:: DATA SHOWN ::

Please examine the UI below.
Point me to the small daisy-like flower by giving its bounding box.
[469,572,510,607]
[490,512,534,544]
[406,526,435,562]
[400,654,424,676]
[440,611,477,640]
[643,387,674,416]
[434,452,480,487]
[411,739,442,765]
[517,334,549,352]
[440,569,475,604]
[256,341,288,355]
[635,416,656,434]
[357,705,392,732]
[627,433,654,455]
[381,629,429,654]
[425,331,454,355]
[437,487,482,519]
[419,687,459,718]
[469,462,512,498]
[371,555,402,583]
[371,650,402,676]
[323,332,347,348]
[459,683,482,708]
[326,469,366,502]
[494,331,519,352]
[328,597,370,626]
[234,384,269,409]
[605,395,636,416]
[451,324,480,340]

:::

▶ **GOAL**
Change every occurrence of "daisy-like flower" in the records to "white blossom" and reproduce all the lines with nothing else altered.

▶ **WORKED SOLUTION**
Please examine the UI below.
Point me to the small white blossom by giving its bounding box.
[469,572,510,607]
[490,512,534,544]
[406,526,435,562]
[400,654,424,676]
[440,611,477,640]
[643,387,674,416]
[434,452,480,487]
[411,739,442,765]
[517,334,549,352]
[440,569,475,604]
[256,341,288,355]
[635,416,656,434]
[357,705,392,732]
[627,433,654,455]
[381,629,429,654]
[425,331,454,355]
[437,487,482,519]
[419,687,459,718]
[469,462,512,498]
[371,555,402,583]
[371,650,402,676]
[323,332,347,348]
[459,683,482,708]
[326,469,366,502]
[494,331,519,352]
[328,597,370,626]
[234,384,269,409]
[605,395,636,416]
[451,324,480,340]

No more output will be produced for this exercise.